(Data records)
-*-
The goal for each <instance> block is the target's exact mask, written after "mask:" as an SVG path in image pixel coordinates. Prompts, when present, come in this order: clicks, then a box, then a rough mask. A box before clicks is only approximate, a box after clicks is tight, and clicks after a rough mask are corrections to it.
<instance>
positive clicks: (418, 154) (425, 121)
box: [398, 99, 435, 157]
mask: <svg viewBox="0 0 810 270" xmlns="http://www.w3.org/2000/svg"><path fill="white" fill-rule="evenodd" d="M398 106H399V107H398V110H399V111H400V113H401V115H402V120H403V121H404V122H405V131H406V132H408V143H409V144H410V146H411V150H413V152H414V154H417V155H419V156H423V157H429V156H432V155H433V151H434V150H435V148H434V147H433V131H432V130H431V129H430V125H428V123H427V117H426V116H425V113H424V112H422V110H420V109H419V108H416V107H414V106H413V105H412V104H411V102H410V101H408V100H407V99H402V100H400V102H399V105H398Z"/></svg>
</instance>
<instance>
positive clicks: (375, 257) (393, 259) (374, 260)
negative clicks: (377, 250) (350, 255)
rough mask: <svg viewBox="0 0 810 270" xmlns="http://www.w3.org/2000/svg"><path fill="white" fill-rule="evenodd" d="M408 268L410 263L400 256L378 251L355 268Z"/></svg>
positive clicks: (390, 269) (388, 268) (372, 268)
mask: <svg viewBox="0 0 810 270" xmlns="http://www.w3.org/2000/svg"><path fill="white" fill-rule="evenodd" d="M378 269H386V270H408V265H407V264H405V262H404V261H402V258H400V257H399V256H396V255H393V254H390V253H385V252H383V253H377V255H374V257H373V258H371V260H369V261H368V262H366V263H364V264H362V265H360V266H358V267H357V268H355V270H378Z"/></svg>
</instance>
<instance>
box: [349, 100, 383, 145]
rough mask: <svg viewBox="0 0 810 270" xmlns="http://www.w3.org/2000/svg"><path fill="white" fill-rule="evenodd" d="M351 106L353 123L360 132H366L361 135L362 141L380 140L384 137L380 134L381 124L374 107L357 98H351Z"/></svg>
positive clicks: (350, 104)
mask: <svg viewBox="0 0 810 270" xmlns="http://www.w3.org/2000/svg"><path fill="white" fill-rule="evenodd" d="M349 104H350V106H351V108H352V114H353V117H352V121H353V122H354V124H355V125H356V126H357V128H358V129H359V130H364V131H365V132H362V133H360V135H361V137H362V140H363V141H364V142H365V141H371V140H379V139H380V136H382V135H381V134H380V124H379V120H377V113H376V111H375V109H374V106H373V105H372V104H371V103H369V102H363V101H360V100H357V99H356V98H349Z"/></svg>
-*-
- GOAL OF THE EXERCISE: Write out exactly the lines above between the line with "268L410 263L400 256L378" and the line with "106L353 123L360 132H366L361", inclusive, and nothing beyond them.

- SOLUTION TO THIS TASK:
rough mask: <svg viewBox="0 0 810 270" xmlns="http://www.w3.org/2000/svg"><path fill="white" fill-rule="evenodd" d="M408 268L410 263L400 256L378 251L355 268Z"/></svg>
positive clicks: (390, 269) (388, 268) (372, 268)
mask: <svg viewBox="0 0 810 270" xmlns="http://www.w3.org/2000/svg"><path fill="white" fill-rule="evenodd" d="M378 269H386V270H408V265H407V264H405V262H404V261H402V258H400V257H399V256H396V255H393V254H390V253H385V252H383V253H377V255H374V257H373V258H371V260H369V261H368V262H366V263H364V264H362V265H360V266H358V267H357V268H355V270H378Z"/></svg>
</instance>
<instance>
box: [349, 100, 383, 145]
rough mask: <svg viewBox="0 0 810 270" xmlns="http://www.w3.org/2000/svg"><path fill="white" fill-rule="evenodd" d="M351 106L353 123L360 132H366L361 135L362 141L380 140L384 137L380 134L381 124L374 107L357 98H351Z"/></svg>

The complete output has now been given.